-- begin --
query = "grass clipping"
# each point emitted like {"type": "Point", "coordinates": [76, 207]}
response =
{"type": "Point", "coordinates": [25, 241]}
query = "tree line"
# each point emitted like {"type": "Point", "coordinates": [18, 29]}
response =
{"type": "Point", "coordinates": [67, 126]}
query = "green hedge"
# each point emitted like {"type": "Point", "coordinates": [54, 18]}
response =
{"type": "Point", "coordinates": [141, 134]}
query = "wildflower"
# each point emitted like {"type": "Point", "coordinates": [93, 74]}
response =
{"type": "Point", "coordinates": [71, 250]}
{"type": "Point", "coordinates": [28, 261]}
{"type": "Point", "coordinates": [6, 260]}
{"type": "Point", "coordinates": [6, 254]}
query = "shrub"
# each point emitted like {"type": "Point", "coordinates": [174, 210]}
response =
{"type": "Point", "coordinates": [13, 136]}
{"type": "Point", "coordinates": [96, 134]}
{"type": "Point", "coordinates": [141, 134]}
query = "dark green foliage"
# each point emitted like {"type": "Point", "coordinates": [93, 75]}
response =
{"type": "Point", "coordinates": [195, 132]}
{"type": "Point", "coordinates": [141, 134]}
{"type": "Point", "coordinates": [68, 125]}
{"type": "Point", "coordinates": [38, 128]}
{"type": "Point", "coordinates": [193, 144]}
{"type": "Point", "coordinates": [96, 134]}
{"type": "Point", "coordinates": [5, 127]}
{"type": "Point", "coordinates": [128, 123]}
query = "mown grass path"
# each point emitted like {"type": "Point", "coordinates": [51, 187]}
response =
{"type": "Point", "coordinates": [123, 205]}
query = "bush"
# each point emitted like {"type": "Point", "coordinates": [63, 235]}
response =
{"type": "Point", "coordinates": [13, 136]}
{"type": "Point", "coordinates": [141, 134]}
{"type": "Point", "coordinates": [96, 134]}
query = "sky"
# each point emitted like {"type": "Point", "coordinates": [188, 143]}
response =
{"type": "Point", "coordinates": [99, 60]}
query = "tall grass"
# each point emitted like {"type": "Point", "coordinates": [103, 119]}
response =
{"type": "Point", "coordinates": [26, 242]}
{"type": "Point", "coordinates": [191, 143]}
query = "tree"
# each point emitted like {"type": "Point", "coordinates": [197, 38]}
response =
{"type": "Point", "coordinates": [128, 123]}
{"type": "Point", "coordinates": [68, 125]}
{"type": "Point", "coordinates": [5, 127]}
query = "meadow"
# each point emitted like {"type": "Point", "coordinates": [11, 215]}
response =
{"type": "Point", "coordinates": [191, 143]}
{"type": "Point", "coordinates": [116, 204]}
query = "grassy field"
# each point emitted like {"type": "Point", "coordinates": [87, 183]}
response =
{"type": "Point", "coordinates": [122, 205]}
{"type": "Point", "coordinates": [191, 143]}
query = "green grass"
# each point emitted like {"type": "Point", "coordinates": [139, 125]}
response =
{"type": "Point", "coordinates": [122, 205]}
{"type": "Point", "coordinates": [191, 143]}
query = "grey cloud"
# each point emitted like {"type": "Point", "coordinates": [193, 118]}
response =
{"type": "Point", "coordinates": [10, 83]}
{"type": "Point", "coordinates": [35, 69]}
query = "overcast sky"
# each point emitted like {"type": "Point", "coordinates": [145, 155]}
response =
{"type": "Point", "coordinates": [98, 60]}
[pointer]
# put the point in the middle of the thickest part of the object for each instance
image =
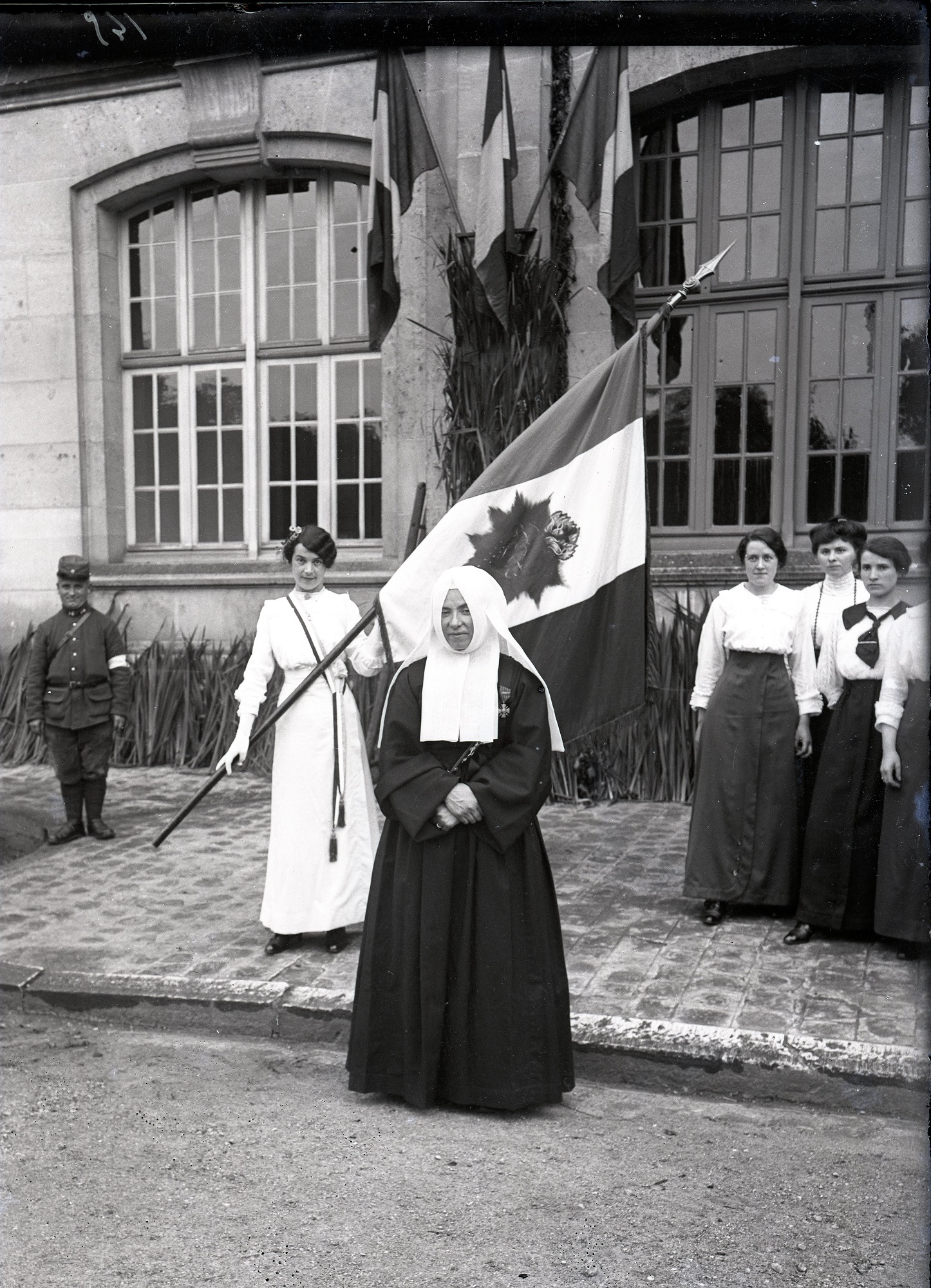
-- end --
Please pull out each line of the listing that contains the word "green".

query = "green hedge"
query = "dark green foliage"
query = "green grass"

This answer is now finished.